[[ Input material, beginning ]]

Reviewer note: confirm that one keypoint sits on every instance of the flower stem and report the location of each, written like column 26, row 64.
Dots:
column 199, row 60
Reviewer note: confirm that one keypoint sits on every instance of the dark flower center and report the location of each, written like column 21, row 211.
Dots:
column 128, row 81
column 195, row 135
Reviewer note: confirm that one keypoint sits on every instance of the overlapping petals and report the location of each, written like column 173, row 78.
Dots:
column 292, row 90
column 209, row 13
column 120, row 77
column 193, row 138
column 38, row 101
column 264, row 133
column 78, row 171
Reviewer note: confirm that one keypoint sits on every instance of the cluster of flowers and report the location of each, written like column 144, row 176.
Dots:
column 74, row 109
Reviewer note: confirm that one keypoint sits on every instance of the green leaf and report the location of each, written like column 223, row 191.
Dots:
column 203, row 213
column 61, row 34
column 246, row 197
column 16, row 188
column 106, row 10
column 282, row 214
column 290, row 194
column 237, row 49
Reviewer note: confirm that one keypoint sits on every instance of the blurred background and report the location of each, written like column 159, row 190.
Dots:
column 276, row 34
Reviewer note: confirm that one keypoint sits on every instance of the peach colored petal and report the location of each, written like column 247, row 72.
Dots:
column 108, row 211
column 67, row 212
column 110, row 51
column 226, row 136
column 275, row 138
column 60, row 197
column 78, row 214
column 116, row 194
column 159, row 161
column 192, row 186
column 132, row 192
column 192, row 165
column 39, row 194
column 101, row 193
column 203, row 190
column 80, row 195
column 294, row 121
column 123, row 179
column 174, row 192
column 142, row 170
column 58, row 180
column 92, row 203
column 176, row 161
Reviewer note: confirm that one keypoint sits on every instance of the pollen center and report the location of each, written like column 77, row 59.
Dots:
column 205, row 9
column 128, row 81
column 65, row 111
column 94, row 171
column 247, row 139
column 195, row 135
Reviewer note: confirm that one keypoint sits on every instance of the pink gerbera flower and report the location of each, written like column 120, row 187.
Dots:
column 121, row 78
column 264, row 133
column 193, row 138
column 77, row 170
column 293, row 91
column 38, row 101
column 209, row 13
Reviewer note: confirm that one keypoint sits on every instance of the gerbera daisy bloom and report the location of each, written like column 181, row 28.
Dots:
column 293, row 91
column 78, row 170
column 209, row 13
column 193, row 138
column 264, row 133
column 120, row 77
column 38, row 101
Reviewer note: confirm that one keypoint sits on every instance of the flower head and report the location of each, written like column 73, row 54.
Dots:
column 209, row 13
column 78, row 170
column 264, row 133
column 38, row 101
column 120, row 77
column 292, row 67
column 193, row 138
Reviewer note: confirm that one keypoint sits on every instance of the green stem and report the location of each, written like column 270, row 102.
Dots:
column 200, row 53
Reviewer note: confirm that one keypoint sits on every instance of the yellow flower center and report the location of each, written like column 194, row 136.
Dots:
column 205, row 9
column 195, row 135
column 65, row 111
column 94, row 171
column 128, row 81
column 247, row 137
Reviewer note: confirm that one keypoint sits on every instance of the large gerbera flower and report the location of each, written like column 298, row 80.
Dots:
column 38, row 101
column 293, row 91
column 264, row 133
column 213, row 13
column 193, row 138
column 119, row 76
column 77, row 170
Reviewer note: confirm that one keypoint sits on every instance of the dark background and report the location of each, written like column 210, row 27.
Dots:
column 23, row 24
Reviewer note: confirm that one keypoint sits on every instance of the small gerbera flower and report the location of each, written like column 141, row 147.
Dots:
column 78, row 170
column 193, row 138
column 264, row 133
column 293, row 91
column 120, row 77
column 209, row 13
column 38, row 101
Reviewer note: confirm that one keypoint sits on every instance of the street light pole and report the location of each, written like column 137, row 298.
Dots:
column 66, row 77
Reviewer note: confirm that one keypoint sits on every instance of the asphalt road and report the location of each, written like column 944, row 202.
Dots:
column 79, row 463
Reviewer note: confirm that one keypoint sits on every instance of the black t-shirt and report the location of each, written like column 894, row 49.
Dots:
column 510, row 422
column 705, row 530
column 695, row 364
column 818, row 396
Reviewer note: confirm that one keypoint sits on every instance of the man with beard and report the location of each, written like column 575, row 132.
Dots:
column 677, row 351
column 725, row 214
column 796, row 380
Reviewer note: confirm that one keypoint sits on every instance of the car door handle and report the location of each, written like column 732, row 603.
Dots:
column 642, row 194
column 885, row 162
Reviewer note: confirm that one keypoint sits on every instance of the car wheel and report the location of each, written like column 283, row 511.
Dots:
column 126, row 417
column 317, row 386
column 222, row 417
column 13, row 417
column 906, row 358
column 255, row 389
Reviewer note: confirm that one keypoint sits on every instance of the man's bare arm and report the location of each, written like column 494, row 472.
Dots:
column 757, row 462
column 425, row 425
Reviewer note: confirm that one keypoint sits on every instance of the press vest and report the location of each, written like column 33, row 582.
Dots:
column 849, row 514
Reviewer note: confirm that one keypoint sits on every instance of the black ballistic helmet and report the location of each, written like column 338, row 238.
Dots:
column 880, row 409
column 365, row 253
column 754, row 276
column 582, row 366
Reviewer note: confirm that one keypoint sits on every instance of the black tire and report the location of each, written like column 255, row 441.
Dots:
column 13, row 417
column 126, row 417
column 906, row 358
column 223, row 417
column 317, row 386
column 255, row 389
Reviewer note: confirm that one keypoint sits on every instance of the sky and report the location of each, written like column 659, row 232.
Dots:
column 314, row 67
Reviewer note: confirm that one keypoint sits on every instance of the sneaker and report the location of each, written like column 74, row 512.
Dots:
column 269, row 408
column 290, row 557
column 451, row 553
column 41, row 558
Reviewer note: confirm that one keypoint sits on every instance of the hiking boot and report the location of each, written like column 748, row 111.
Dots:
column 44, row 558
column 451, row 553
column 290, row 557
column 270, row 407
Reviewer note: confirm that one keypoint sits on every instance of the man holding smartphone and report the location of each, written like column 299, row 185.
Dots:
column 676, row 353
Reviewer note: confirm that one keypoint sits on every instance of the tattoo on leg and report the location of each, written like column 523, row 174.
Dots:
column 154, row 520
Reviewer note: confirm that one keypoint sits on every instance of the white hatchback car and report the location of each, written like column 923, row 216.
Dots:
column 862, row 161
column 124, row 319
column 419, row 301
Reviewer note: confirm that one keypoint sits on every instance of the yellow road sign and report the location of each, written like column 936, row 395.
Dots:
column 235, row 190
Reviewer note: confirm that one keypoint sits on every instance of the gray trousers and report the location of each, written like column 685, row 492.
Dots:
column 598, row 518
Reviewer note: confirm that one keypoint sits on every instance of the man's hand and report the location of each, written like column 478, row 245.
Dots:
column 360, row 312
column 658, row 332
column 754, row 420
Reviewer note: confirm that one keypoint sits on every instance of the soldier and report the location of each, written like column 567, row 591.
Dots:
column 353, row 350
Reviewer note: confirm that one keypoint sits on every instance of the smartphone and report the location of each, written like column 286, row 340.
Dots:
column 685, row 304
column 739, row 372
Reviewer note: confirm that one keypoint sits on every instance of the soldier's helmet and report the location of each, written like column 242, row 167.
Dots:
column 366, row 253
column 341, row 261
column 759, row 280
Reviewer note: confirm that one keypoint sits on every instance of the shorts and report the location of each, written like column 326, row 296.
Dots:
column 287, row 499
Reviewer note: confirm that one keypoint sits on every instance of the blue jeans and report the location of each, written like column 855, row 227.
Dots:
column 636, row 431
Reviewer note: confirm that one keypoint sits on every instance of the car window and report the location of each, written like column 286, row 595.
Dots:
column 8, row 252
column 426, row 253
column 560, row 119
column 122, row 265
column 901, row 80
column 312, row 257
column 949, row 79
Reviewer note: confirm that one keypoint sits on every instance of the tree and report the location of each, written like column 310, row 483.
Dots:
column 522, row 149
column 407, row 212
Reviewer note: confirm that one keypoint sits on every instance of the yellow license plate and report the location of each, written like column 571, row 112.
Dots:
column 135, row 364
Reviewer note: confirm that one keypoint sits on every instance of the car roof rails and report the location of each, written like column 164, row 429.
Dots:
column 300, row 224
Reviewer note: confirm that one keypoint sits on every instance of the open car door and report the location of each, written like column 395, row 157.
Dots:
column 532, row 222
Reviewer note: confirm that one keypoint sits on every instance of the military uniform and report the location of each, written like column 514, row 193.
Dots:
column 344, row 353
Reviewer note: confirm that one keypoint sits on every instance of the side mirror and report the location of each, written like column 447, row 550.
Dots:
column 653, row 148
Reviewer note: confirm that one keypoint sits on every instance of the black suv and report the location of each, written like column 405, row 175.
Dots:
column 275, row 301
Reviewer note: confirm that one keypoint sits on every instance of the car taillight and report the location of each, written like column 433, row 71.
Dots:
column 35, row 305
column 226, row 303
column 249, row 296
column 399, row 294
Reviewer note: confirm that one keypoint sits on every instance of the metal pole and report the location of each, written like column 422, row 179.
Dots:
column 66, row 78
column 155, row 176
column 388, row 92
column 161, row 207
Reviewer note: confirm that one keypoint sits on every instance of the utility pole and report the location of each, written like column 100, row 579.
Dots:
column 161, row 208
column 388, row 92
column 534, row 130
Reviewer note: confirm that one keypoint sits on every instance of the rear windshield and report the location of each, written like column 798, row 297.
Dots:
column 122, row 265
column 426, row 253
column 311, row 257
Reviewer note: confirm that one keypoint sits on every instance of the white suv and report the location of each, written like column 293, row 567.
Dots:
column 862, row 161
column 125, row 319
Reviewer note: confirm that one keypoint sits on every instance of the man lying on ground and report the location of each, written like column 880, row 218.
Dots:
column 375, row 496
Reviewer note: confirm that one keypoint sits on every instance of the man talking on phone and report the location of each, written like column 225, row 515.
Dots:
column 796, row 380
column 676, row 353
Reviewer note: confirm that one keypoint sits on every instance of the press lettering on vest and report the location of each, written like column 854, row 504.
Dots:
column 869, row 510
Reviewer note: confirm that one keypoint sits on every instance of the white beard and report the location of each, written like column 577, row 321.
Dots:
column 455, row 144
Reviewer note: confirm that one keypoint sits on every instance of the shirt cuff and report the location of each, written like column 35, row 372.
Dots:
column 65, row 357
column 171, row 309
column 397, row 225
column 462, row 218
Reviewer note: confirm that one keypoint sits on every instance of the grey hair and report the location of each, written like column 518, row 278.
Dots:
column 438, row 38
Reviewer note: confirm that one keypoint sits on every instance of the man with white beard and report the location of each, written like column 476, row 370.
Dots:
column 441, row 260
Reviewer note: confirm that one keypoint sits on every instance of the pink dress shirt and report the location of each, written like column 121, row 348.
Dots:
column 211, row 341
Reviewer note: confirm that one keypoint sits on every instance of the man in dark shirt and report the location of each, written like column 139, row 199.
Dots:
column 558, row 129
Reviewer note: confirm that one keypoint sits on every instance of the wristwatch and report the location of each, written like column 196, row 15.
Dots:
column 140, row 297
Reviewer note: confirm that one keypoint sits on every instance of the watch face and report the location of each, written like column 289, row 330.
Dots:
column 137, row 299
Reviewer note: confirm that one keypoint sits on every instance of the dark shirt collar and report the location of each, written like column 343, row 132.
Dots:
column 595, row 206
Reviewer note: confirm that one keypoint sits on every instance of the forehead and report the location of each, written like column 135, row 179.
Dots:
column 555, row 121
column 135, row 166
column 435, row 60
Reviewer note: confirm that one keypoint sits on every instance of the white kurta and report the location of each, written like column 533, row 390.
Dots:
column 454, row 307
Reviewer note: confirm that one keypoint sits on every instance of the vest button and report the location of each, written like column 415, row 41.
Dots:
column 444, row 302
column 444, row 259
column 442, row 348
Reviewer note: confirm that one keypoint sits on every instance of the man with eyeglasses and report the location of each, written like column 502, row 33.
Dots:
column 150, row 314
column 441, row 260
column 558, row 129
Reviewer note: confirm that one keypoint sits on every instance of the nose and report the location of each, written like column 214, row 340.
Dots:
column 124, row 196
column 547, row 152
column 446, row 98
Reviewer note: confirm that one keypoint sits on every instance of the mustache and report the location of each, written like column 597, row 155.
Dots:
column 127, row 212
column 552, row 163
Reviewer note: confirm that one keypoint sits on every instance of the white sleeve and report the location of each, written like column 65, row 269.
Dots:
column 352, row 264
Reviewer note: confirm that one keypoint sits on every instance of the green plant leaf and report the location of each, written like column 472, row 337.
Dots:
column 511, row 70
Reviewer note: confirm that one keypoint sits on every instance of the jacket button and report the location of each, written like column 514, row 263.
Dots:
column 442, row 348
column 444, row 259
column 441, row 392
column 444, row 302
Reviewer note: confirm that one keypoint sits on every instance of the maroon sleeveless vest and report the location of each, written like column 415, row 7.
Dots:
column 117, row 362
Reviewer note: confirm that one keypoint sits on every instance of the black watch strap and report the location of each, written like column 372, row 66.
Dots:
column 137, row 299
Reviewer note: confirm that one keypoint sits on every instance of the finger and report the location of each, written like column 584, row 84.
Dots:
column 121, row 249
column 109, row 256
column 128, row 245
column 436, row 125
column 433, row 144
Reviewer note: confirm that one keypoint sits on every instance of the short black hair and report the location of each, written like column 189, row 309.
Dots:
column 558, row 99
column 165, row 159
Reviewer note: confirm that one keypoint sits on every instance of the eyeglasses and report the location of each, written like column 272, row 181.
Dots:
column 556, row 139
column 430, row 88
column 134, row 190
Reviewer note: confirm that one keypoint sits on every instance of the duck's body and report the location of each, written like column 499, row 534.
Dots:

[[ Input material, end ]]

Search the data above for the string "gerbera" and return every line that has it.

▶ Answer to the exercise:
Reviewer note: confirm that one keypoint sits on every instance of the pink gerbera flower and report the location of each, written like column 120, row 187.
Reviewer note: confirm that one keypoint sits on every instance of the gerbera daisy bloom and report the location of each, written like column 181, row 28.
Reviewer note: confirm that one keypoint sits on every instance of the large gerbera flower and report the location of each, written like column 298, row 80.
Reviewer note: confirm that one keypoint sits on every instance of the small gerbera flower and report the location of each, written like column 141, row 147.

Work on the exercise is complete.